Extrait du texte:
╭──
Echos d’un sombre empire

(Echos aus einem düsteren Reich)

L'histoire

A partir de 1945, le journaliste Michael Goldsmith parcourt l'Afrique, du Congo au Yemen, en passant par l'Algérie et l'Afghanistan, couvrant des conflits et des crises dramatiques et observant de près la façon dont les anciens pays coloniaux vivent leur indépendance. En 1977, il devient correspondant spécial en République centrafricaine et couvre le sacre de Jean-Bedel Bokassa qui s'autoproclame empereur. Accusé d'être un espion par le dictateur, il est arrêté et longuement torturé avant d'être relâché. C'est à travers son histoire que Werner Herzog nous invite à plonger dans la folie sanguinaire de l'Ogre de Berengo.

Analyse et critique

Tous les rêves de gloire, de pouvoir ou de richesse des héros de Werner Herzog sont voués à l’échec : on se rappelle Aguirre, seul au milieu des singes sur un radeau immobile, ou Cobra Verde essayant en vain de tirer un bateau pour gagner l’océan… Autant d’images marquantes qui montrent la futilité de ce fantasme humain qu'est celui de la toute-puissance. Jean-Bedel Bokassa, ancien soldat de la République française, est l'un de ces hommes qui rêvent de dominer le monde. Avec l'appui du gouvernement français, il va effectivement accéder au pouvoir et devient en 1966 le président de la République Centrafricaine. Couronné à la manière d'un roi, il va par la suite - comme il était prévisible - régner en tyran sanguinaire sur son peuple. Bokassa est de ces hommes qui comme Aguirre ou Cobra Verde ont besoin de s'enivrer d’or, de pouvoir et de conquêtes pour se sentir vivre. En parfait personnage herzogien, il s'imagine être le héros d'une fiction dont il pense être l'auteur ; mais il se révèle n'être que le pathétique acteur d'une pièce écrite par d'autres. Roi de pacotille, marionnette entre les mains du gouvernement français, il évolue en fait dans un fantasme de pouvoir, prisonnier d'un rêve fou de grandeur. On voit tout ce qui a pu pousser Herzog à s’intéresser à l’histoire de ce dictateur : la vaine illusion du pouvoir, la futilité des conquêtes, l’aveuglement de l’homme qui veut s’élever au-dessus des autres dans l’espoir de donner un sens à son existence... Echos d’un sombre empire poursuit si parfaitement les thématiques abordées par le cinéaste dans ses fictions que l’on a presque l’impression que Bokassa est une de ses créations ; et il n’est jusqu’à la profonde détresse, l’incompréhension du tyran lorsque son rêve s’écroule qui ne soit profondément herzogien.
╰──
Objectif énoncé 1: Dans l'extrait sur Echos d'un sombre empire, relevez tous les pays cités dans la section « L'histoire » comme étapes du parcours de Michael Goldsmith à partir de 1945.
Le texte et les enregistrements n'ont aucun lien entre eux.

Données de travail:
╭──
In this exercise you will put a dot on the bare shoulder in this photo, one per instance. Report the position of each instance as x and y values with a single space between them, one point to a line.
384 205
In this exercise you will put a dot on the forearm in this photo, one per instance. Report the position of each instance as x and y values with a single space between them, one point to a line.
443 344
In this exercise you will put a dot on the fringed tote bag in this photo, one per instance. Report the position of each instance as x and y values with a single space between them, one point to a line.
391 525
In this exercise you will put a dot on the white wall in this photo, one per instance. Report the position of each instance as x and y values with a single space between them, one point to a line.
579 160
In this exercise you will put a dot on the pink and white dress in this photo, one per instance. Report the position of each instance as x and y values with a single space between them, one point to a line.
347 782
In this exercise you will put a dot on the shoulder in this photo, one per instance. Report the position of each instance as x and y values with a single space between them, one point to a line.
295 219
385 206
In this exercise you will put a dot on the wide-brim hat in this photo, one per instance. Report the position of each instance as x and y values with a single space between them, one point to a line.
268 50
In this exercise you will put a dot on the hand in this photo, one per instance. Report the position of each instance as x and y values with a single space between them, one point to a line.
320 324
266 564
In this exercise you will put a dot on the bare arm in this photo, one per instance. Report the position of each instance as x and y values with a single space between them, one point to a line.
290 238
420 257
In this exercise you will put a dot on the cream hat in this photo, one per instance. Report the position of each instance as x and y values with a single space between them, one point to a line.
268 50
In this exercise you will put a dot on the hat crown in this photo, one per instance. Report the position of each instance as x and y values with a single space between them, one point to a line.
╰──
Objectif énoncé 2: Recopiez mot pour mot, dans les enregistrements, le passage qui va de la ligne contenant « In this exercise you will put a dot on the wide-brim » jusqu'à la fin des enregistrements, ces deux bornes incluses.

Réponse correcte 1: Congo, Yemen, Algérie, Afghanistan

Réponse correcte 2:
In this exercise you will put a dot on the wide-brim hat in this photo, one per instance. Report the position of each instance as x and y values with a single space between them, one point to a line.
268 50
In this exercise you will put a dot on the hand in this photo, one per instance. Report the position of each instance as x and y values with a single space between them, one point to a line.
320 324
266 564
In this exercise you will put a dot on the bare arm in this photo, one per instance. Report the position of each instance as x and y values with a single space between them, one point to a line.
290 238
420 257
In this exercise you will put a dot on the cream hat in this photo, one per instance. Report the position of each instance as x and y values with a single space between them, one point to a line.
268 50
In this exercise you will put a dot on the hat crown in this photo, one per instance. Report the position of each instance as x and y values with a single space between them, one point to a line.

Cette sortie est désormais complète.